- GIVEN TASK
Restate the data word for word and leave the images out.

- DATASET EXCERPTS
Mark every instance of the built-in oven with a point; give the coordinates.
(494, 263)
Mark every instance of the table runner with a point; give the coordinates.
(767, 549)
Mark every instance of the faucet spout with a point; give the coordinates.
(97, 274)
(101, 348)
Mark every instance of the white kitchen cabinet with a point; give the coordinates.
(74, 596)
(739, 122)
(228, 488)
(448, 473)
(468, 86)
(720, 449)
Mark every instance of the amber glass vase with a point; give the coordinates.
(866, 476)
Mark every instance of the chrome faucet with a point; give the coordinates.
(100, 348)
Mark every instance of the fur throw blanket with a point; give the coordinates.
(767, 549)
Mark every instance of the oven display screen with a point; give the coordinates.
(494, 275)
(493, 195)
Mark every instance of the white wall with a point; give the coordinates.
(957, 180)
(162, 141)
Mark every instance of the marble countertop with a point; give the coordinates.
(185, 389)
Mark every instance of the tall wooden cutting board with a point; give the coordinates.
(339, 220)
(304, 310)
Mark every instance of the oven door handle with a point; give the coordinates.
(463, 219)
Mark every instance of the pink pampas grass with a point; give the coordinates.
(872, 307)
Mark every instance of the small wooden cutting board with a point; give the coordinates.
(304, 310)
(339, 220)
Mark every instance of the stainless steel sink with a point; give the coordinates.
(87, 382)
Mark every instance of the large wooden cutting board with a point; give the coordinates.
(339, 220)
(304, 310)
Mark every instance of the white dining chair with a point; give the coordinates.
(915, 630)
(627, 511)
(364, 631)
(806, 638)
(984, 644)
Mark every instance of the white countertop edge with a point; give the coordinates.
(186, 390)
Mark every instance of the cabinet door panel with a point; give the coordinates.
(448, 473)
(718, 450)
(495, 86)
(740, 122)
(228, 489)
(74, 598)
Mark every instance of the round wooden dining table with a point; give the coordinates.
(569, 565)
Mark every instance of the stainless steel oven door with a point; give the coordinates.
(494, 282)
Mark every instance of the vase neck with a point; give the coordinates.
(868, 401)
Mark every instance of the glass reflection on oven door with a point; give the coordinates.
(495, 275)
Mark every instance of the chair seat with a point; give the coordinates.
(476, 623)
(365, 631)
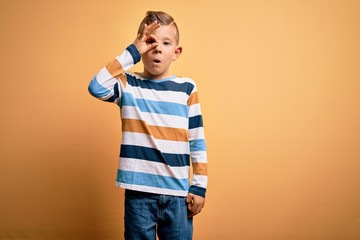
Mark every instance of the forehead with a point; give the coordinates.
(166, 31)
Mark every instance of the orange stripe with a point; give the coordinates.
(114, 67)
(165, 133)
(193, 99)
(200, 168)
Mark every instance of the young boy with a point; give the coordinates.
(162, 130)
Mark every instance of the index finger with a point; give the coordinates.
(151, 27)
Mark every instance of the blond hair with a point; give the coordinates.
(161, 17)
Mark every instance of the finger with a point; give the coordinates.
(152, 27)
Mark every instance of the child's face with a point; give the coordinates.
(157, 61)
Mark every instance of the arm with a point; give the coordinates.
(107, 85)
(198, 154)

- ANSWER TO THE PROBLEM
Mark every instance of the built-in oven with a point; give the coordinates.
(494, 263)
Mark every instance of the table runner with a point; give the coordinates.
(767, 549)
Mark every instance of the faucet spout with a point; give the coordinates.
(97, 274)
(101, 348)
Mark every instance of the white kitchen cabinet with a point; give the coordinates.
(74, 596)
(739, 122)
(228, 488)
(448, 473)
(468, 86)
(720, 449)
Mark every instance of the amber glass vase with a point; give the coordinates.
(866, 476)
Mark every instance of the chrome faucet with a point; give the coordinates.
(100, 348)
Mark every instance of the fur throw blanket with a point; give the coordinates.
(767, 549)
Mark every instance of the oven display screen with a point; give the coordinates.
(494, 275)
(493, 195)
Mark every instance of the white wall with a point; give the coordinates.
(957, 180)
(162, 141)
Mark every instance of the marble countertop with a point; give the coordinates.
(185, 389)
Mark every instance of the tall wooden cutting board with a point; give the coordinates.
(339, 220)
(304, 310)
Mark every instance of the oven door handle with a point; give the coordinates.
(463, 219)
Mark every instance of the pink pampas grass with a point; give the coordinates.
(872, 307)
Mark every instance of the small wooden cutting board with a point; give the coordinates.
(304, 310)
(339, 220)
Mark every instance of the stainless steel sink with a point; give the coordinates.
(87, 382)
Mark every instance of the large wooden cutting board with a point; give the coordinates.
(339, 220)
(304, 310)
Mark every instance of the white dining chair with a point; give the coordinates.
(915, 630)
(627, 511)
(364, 631)
(806, 638)
(984, 644)
Mark every instance of the white countertop edge with a point; give the coordinates.
(186, 390)
Mark every instance of the cabinet door panel with a point; give the coordinates.
(448, 473)
(718, 450)
(495, 86)
(740, 122)
(228, 489)
(74, 598)
Mark every instance of the round wooden dining table with a point; give the coordinates.
(569, 565)
Mark every instance of the stainless steel oven door with a point; give the coordinates.
(494, 282)
Mark every instance of the vase neck with a point; give the coordinates.
(868, 401)
Mark every instance of the glass reflection on oven door with a point; give the coordinates.
(495, 275)
Mark every instance of the chair seat with a point; give the coordinates.
(476, 623)
(365, 631)
Mark every instance of the forehead with a point; give the coordinates.
(166, 31)
Mark every instance of the orange stripe with a point; give the coordinates.
(114, 67)
(165, 133)
(193, 99)
(200, 168)
Mark every instance of the young boy with a point; give the coordinates.
(162, 130)
Mark every instance of the index finger with a point; give the coordinates.
(151, 27)
Mark every instance of the blond hair with a point; give the coordinates.
(161, 17)
Mark every instance of the finger with a point; give the coordinates.
(152, 27)
Mark every instance of the child's face with a point; give the coordinates.
(157, 61)
Mark every instance of the arm with a point; give the coordinates.
(107, 85)
(198, 154)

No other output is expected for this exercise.